# Compito A
Trascrivi dall'articolo su Cartagena il passo che va da "L’America Latina –" a "futuro dei ragazzi.".
# Compito B
Secondo l'articolo su Cartagena, quanti spettatori ha attirato il Festival Musicale nel 2012?
# Compito C
Prosegui l'articolo su Cartagena a partire dall'ultima frase riportata.
┌─ Estratto della pagina
Lidia Lombardi
Cartolina dalla Colombia

Favole a Cartagena

Ogni anno, nella città colombiana in questo periodo di svolge un festival musicale che coinvolge tutto il paese: una festa popolare dalla quale ci sarebbe molto da imparare

L’America Latina – terra di contraddizioni nell’altalena barocca di splendore e miseria, di violenza e misticismo, di santità e depravazione, di fede e ateismo – ha un vessillo valoriale da sventolare: l’attenzione per la musica, intesa come apice di cultura ma anche come mezzo di elevazione nel caso di degradate realtà, e come chiave efficace per aprire la mente e il futuro dei ragazzi.

Musica come medicina intellettuale e sentimentale, allora. Il pensiero va immediatamente a quel capolavoro socio-didattico che è in Venezuela El Sistema Abreus, dal nome del geniale fondatore: nelle scuole pubbliche l’educazione musicale è capillare, con accesso gratuito a bambini di ogni ceto sociale e specialmente a quelli allevati nei barrios. Ne sono scaturiti 125 orchestre e cori giovanili e trenta ensemble sinfonici. Il Paese conta su 180 nuclei operativi spalmati su tutto il territorio e 350 mila sono gli studenti educati alla musica. Una realtà dalla quale è uscita l’Orchestra Giovanile Simon Bolivar, diretta nel 2007 da Gustavo Dudamel nella prestigiosa Carnegie Hall di New York. Lo stesso Dudamel è bacchetta internazionalmente apprezzata, come testimonia in Italia Claudio Abbado.

Ma non basta: da El Sistema è scaturito anche il Coro Manos Blancas, nato nel 1999 per l’impegno di due insegnanti del metodo Abreu che hanno iniziato e formato alla musica bambini con deficit cognitivi e sensoriali.

Dal Venezuela alla Colombia. Dove da otto anni, proprio in questo periodo dell’anno, spopola il Festival di Cartagena, la città caraibica fondata dagli spagnoli nel 1533, faro del periodo coloniale e oggi maggiore polo turistico non soltanto della Colombia. Ebbene, sugli sfondi caldi e dorati di Cartagena, il Festival Musicale nel 2012 ha calamitato 24 mila spettatori, con concerti in location affascinanti, come la seicentesca Piazza Getsemani, la moderna area portuale, la chiesa di Maria Auxiliadora. Organizzato e finanziato dalla Fondazione Salvi, presieduta dalla mecenate colombiana Julia Torres Salvi, la kermesse, che si è aperta il 4 gennaio e che durerà fino a domenica prossima, ha richiamato musicisti da tutto il mondo: il nostro Rinaldo Alessandrini, le virtuose Sorelle Labèque, il Quartetto d’Archi Borodin, il pianista Sergey Babaian.
└─
┌─ Materiale presentato
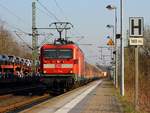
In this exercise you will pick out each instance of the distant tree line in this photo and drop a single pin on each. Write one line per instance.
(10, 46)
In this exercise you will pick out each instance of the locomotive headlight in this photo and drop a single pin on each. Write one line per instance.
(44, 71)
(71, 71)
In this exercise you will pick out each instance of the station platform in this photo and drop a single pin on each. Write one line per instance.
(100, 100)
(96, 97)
└─
┌─ Materiale presentato
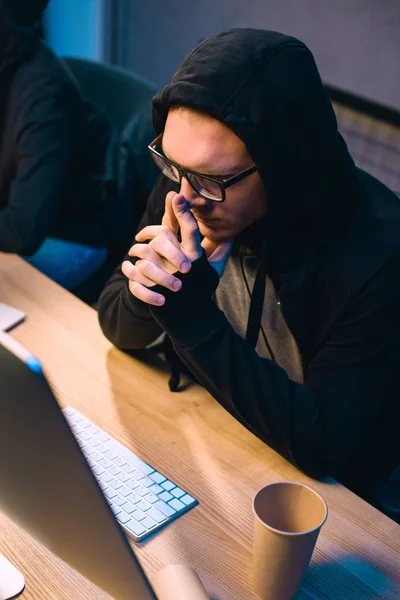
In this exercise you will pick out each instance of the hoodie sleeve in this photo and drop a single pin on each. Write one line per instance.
└─
# Risposta A
L’America Latina – terra di contraddizioni nell’altalena barocca di splendore e miseria, di violenza e misticismo, di santità e depravazione, di fede e ateismo – ha un vessillo valoriale da sventolare: l’attenzione per la musica, intesa come apice di cultura ma anche come mezzo di elevazione nel caso di degradate realtà, e come chiave efficace per aprire la mente e il futuro dei ragazzi.

# Risposta B
Nel 2012 il Festival Musicale ha attirato 24 mila spettatori.

# Risposta C
La fiaba, il tema di Cartagena 2014: che svaria da Pierino e il lupo di Prokof’ev alla Suite di Ravel ispirata ai racconti di Ma Mére l’Oye a Petruska di Stravinskij. L’occhio è sempre attento alla formazione e agli ambiti meno patinati della realtà metropolitana: così molti concerti si tengono nella periferia di Cartagena e il programma comprende popolari masterclass. Il vettore rivolto ai giovani si conferma con la produzione creata appositamente per il Festival, La Cenerentola di Rossini, che debutta stasera e si replica domenica, diretta da Rinaldo Alessandrini e interpretata dagli italiani Roberto De Candia (Dandini), Daniela Pini (Angelina), Luciano De Pasquale (Don Magnifico). L’Orchestra è la Filarmonica Joven de Colombia, il coro quello dell’Opera di Bogotà. Un sipario che cala sui volti di motivati giovani, sostenuti da Stato e Fondazioni. Esempio per tante realtà italiane che annaspano nella avarizia di sostegno finanziario negato senza lungimiranza e soprattutto senza tenere conto del ritorno in termini di sviluppo sociale e culturale che si traduce in volano economico. Un esempio? L’Accademia degli Sfaccendati, che prosegue nel nome della blasonata istituzione seicentesca e che accende ogni settimana con i suoi concerti  Palazzo Chigi di Ariccia. A inizio stagione ha suonato il violino magistrale di Salvatore Accardo, che dalle sale della barocca dimora ha lanciato un appello proprio a sostegno di realtà musicali orgogliose della propria tradizione e attività, ancorché lasciate dalla mano pubblica al proprio destino a favore di altre con struttura bolsa e dunque eccessivamente onerosa.